● **Page excerpt**:
Warranty law in supply contracts in Belgium

General Remarks

  1. Under Belgian law, a difference has to be made between the legal guarantee for consumer goods only and the common law guarantee for all goods (i.e. not only consumer goods) for hidden defects.
  2. The legal guarantee for consumer goods may not be restricted or ruled out in sales contracts with consumers.
  3. Contractual clauses limiting the seller’s liability in B2B contracts are valid as long as they do not empty the sales contract of its intended meaning. Moreover, such provisions are only legally valid if the seller is of good faith and did not know the hidden defect on the day of the sale. Professional sellers, such as manufacturers, importers, distributors and retailers will however be deemed to be aware of the existence of any hidden defect affecting goods that they sell. Professional sellers cannot contractually exclude their liability, unless they prove the “undetectable nature” of the defect.

Material Defects

  1. A defect as to the conformity of the delivery (“défaut de déliverance conforme”) exists when the goods delivered does not comply with the contractual specifications agreed between the parties (art. 1604 of the Belgian civil code). In the absence of contractual specifications, the quality that the good shall display may be inferred from its price or from the characteristics of the good in consideration of which the sale has been concluded. 
  2. Material defects/hidden defects are defined as any defect existing prior to delivery, which is not obvious, and which makes the good unsuitable for its intended use, or which so diminish such use that the purchaser would not have bought it, or would have paid a lower price for it, if it had been aware of the defect. The definition of material defects includes functional defects, i.e. defects which even if they do not make the good inherently/structurally defective, render the good unfit for its intended use. If the intended use has not been specified in the contract, the goods must be fit for the usual purpose and meet the quality which the purchaser can expect from goods of this type.

The “garantie d’éviction/vrijwaring voor uitwinning” (i.e. guarantee of rightful title) obliges the seller, even in the absence of any warranty stipulated under the agreement, to guarantee the purchaser against partial or complete revocation of the right to use the goods sold or against alleged encumbrances on those goods which were not declared at the time of the sale.

● **Material shown**:

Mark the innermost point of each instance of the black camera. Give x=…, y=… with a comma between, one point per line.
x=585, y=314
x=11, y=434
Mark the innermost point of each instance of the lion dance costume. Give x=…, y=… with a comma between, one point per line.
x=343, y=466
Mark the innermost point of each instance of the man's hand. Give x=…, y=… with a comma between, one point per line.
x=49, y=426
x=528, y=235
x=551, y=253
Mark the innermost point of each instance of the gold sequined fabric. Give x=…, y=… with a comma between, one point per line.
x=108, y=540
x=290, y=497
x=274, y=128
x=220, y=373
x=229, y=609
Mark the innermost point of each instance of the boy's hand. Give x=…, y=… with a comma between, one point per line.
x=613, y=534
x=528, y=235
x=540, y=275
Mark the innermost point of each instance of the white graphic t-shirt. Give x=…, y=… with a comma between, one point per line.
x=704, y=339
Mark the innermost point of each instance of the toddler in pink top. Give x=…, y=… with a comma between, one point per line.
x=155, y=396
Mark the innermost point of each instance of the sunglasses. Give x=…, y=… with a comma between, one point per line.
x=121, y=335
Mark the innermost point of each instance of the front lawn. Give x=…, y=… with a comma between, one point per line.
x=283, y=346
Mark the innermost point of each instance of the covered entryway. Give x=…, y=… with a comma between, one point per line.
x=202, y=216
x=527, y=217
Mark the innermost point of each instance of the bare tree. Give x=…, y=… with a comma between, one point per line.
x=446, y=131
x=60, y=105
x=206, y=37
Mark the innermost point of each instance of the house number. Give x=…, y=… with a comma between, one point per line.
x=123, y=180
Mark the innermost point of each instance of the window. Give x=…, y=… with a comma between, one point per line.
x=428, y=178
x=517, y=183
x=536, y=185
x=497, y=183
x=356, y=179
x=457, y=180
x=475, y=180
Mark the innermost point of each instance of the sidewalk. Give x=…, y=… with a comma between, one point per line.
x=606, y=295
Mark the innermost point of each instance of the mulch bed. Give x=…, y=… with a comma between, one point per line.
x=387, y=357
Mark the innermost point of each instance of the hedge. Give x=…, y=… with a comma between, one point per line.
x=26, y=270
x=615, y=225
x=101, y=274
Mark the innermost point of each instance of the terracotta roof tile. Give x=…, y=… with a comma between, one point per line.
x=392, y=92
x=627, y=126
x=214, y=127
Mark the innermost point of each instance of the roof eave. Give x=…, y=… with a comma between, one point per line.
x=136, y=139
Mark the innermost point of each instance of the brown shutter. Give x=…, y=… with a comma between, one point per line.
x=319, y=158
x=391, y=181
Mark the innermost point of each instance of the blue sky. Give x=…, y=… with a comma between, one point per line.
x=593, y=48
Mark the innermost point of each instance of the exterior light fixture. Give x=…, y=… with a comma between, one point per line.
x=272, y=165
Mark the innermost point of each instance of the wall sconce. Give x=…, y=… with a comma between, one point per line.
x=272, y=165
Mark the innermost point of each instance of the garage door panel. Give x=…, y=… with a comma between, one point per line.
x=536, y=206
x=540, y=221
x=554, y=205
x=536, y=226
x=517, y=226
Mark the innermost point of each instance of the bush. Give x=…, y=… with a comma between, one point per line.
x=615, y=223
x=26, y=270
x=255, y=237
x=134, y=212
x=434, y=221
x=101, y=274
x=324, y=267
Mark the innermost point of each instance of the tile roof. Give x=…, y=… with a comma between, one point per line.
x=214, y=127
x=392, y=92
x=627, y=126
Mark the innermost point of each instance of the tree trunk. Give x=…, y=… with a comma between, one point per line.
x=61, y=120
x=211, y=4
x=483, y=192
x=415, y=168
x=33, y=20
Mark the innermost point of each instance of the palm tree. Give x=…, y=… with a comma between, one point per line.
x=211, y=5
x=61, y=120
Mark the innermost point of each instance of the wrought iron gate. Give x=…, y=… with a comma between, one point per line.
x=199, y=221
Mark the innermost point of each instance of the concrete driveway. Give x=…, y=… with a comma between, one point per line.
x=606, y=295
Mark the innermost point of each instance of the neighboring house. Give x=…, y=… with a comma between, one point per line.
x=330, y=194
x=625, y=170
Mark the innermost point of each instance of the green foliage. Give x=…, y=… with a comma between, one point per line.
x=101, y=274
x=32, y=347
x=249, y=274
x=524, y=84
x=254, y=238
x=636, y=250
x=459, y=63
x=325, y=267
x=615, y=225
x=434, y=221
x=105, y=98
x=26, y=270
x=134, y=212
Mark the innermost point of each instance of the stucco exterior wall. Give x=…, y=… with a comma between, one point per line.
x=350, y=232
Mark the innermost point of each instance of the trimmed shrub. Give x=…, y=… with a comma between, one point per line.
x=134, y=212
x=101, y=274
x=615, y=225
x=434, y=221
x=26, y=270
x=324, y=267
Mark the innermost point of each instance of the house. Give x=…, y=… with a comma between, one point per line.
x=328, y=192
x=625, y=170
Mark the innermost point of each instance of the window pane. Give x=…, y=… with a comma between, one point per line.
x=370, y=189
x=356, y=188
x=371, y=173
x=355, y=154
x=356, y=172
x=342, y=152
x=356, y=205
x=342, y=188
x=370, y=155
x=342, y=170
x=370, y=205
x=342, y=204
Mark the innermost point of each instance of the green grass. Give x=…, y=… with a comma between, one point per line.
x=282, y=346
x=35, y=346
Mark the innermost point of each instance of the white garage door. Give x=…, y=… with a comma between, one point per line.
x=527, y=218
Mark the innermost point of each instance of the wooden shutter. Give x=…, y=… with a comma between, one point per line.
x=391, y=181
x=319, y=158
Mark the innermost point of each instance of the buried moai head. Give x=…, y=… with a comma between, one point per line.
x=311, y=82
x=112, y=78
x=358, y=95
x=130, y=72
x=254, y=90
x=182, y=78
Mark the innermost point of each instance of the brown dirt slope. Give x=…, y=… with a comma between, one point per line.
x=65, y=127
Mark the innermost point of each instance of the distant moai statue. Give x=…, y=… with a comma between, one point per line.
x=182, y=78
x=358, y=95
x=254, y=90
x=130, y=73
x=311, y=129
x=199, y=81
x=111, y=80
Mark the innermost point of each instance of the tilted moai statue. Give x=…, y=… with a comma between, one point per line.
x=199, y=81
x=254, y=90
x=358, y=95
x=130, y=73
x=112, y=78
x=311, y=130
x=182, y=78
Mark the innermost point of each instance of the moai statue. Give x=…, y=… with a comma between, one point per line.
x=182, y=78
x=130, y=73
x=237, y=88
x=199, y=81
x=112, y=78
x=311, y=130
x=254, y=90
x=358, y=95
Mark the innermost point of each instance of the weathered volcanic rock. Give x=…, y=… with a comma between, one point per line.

● **Task details**: Pick up the text on warranty law in Belgian supply contracts after its last sentence and continue it.

● **Exercise answer**:
Rights and Remedies of Purchaser

  1. Remedy for non-conformity with delivery obligation: the Purchaser may request the rescission or the performance of the contract. The Purchaser may also can claim compensation if damages arose due to the failure to deliver.
  2. Remedy for hidden defect: In B2B contracts, the purchaser may request the rescission of the contract (return of goods and reimbursement of the purchase price) or choose to keep the goods but receive part of the price reimbursed. If the seller was aware of the defects (see legal presumption above) it will in addition be liable for all damage caused by the defective goods.

Subsequent Performance

Subsequent performance is the removal of defects (repair, provision of missing goods or provision of new goods).

Right to Choose Subsequent Performance

  1. In the event of non-conform delivery: the purchaser may require repair or replacement of the goods at the seller’s expense, except if the repair or replacement is impossible or disproportionate.
  2. In the event of hidden defect: In B2B contracts, the purchaser may not require that the defect be remedied or goods free of defects be supplied. In sales contracts vis-à-vis consumers, the consumer is entitled to repair or replacement of the goods at the seller’s expense, except if the repair or replacement is impossible or disproportionate.

Costs of Subsequent Performance

In B2B contracts, the purchaser may not require that the defect be remedied or goods free of defects be supplied.

Conditions for Claims for Damages

  1. In B2B contracts, the seller is presumed by law to be aware of the existence of any hidden defects of the goods it sells, and is accordingly liable for all damages caused by the defective goods unless it proves the “undetectable nature” of the defect.
  2. The consumer is always entitled to obtain compensation for the damage sustained.

Extent of Claims for Damages/Limitation of Liability

  1. The injuring party must provide compensation for all direct and indirect losses it has caused owing to its breach of obligation.
  2. The extent of liability may not be restricted to the detriment of the consumer in contracts vis-à-vis consumers.
  3. In GTCs vis-à-vis companies, the seller may contractually limit the extent of its liability. However such provision is only legally valid if the seller is of “good faith” and did not know the hidden defect on the day of the sale. A professional seller will however be deemed “aware” of the defect and cannot limit its liability, unless it proves the undetectable nature of the defect.

Withdrawal from Sales Contract

  1. In B2B contracts, the purchaser may request the rescission of the contract or choose to keep the goods, but receive part of the price reimbursed.
  2. In sales contracts vis-à-vis consumers, the consumer is only entitled to have the contract rescinded, if repair or replacement of the goods fails, is refused or is considered unreasonable. The consumer is not entitled to have the contract rescinded if the lack of conformity is minor.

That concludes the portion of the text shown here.